Restate each line word for word. Leave out every picture.

INPUT MATERIAL ▸
-------

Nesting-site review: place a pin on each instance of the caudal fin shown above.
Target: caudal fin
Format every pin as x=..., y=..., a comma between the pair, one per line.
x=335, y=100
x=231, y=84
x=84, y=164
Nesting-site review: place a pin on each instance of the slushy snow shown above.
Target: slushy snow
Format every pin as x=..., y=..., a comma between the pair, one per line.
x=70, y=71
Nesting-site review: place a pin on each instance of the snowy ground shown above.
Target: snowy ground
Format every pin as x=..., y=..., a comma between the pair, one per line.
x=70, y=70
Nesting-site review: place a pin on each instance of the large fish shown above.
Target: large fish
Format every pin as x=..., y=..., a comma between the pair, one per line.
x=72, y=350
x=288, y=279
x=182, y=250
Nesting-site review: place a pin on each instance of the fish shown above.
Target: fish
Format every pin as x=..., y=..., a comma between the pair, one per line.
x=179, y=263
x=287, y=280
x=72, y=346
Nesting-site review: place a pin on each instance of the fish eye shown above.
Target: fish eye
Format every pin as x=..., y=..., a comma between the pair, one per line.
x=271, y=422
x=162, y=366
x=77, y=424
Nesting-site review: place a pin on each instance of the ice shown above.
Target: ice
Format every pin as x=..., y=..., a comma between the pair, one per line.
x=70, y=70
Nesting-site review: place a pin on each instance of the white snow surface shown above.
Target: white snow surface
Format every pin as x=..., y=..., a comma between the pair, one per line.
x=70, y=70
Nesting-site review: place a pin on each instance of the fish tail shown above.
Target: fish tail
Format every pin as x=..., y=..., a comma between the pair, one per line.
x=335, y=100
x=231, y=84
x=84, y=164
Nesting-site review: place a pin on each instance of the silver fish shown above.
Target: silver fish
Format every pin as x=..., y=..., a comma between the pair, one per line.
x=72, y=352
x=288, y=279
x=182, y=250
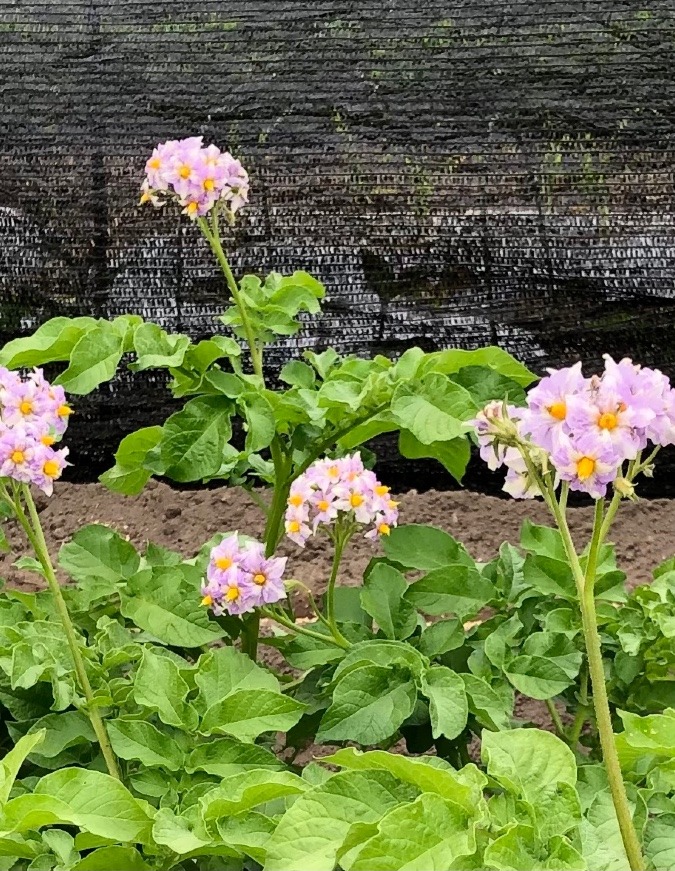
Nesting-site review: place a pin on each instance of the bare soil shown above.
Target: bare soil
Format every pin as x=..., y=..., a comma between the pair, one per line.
x=184, y=520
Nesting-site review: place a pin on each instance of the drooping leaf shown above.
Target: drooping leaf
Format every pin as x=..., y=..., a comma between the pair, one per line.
x=159, y=687
x=246, y=714
x=369, y=704
x=314, y=828
x=448, y=707
x=431, y=832
x=382, y=598
x=140, y=740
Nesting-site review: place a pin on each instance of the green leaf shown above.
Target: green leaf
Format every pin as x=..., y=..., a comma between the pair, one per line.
x=453, y=455
x=64, y=730
x=224, y=757
x=415, y=546
x=159, y=687
x=129, y=475
x=98, y=552
x=298, y=374
x=139, y=740
x=244, y=791
x=194, y=440
x=246, y=714
x=457, y=589
x=519, y=849
x=492, y=706
x=427, y=773
x=155, y=348
x=448, y=707
x=54, y=340
x=369, y=704
x=442, y=637
x=222, y=671
x=453, y=360
x=12, y=761
x=659, y=840
x=382, y=598
x=314, y=828
x=548, y=665
x=260, y=422
x=93, y=360
x=109, y=858
x=430, y=833
x=94, y=801
x=434, y=410
x=161, y=601
x=529, y=762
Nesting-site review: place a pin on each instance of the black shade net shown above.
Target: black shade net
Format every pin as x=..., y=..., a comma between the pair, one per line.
x=457, y=174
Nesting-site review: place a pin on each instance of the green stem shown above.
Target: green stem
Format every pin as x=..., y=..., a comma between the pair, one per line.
x=213, y=237
x=341, y=539
x=33, y=530
x=586, y=586
x=555, y=718
x=301, y=630
x=603, y=718
x=250, y=634
x=583, y=709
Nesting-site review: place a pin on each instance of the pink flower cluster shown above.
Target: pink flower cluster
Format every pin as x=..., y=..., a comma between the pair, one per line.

-------

EXERCISE SOLUTION ▸
Nesting-site review: place a pin on each instance of the caudal fin shown above.
Target: caudal fin
Format every pin as x=..., y=..., a comma between the pair, one per line.
x=335, y=100
x=231, y=84
x=84, y=164
Nesting-site review: place a pin on each instance of the slushy snow shown above.
Target: slushy snow
Format every pin as x=..., y=..., a comma between the pair, one per line.
x=70, y=71
Nesting-site review: place a pin on each instance of the snowy ground shown above.
Target: snowy ground
Format every pin as x=..., y=..., a comma between the pair, one per line.
x=70, y=70
Nesting-site review: place a pin on each instance of the large fish shown above.
Target: large fish
Format every pin as x=..., y=..., a comma between the pair, one per line.
x=72, y=350
x=288, y=279
x=182, y=250
Nesting-site review: place a pin on each instance of the fish shown above.
Target: fish
Format every pin as x=..., y=..., a comma between the pair, one per line.
x=179, y=263
x=287, y=280
x=72, y=346
Nesting-site review: place a pin on each instance of the fish eye shown above.
Target: fish eye
Format every pin as x=..., y=..., a comma between the pair, one per line.
x=271, y=422
x=162, y=366
x=77, y=424
Nesting-site review: place a pin on each instance of the ice shown above.
Target: ice
Format every pin as x=..., y=..., a comma between the pair, one per line.
x=70, y=70
Nesting-site review: place a pin on each instance of the white snow surface shown above.
Target: white snow surface
Format every pin as x=..., y=..., a comma between the pair, one per line.
x=70, y=70
Nesting-site review: place a pin on each instance of the fish tail shown above.
Target: fish tail
Format every pin as x=..., y=..., a comma between the pair, one per line.
x=335, y=100
x=231, y=84
x=84, y=164
Nesting-site review: place a pin on each instance of the silver fish shown above.
Target: silver fish
Format every pin as x=..., y=..., a comma between the pair, one per line.
x=72, y=352
x=288, y=279
x=182, y=250
Nesting-site review: place a pin on each instance of the bare soil shown above.
Target: bare soil
Format every pin as x=..., y=..., a comma between the pair, one per line.
x=184, y=520
Nesting-site review: place a pin on each instance of the drooping leaf shown above.
Target: drooping leaf
Format every pin as x=..., y=..., a comma between the pair, one per line.
x=159, y=687
x=246, y=714
x=369, y=704
x=314, y=828
x=448, y=707
x=431, y=832
x=382, y=598
x=140, y=740
Nesting-site review: place a pin on each instance of the green leaf shown above.
Target: green leaf
Format every pin as x=..., y=..., a comma between the pair, one per line.
x=453, y=455
x=64, y=730
x=224, y=757
x=415, y=546
x=159, y=687
x=129, y=475
x=98, y=552
x=298, y=374
x=139, y=740
x=244, y=791
x=194, y=440
x=246, y=714
x=457, y=589
x=519, y=849
x=492, y=706
x=427, y=773
x=155, y=348
x=448, y=707
x=54, y=340
x=369, y=704
x=442, y=637
x=222, y=671
x=453, y=360
x=12, y=761
x=659, y=840
x=382, y=598
x=314, y=828
x=548, y=665
x=260, y=422
x=93, y=360
x=109, y=858
x=430, y=833
x=94, y=801
x=434, y=410
x=161, y=601
x=529, y=762
Nesting-site review: place a pin on each instance of the black shade net shown above.
Target: black shade net
Format every pin as x=..., y=..., a comma between the pair, one per line.
x=457, y=174
Nesting-site review: place a pin on each instance of the green stem shown above.
Target: green stem
Format every pin as x=..., y=..., a comma between the pair, one per line.
x=213, y=237
x=341, y=539
x=33, y=530
x=586, y=586
x=555, y=718
x=301, y=630
x=603, y=718
x=250, y=634
x=583, y=709
Nesting-site review: place a pin on each instance of the pink flower cluster shown above.
Target: pink flower cluster
Format every pin as x=..., y=..., a comma between the pair, one per line.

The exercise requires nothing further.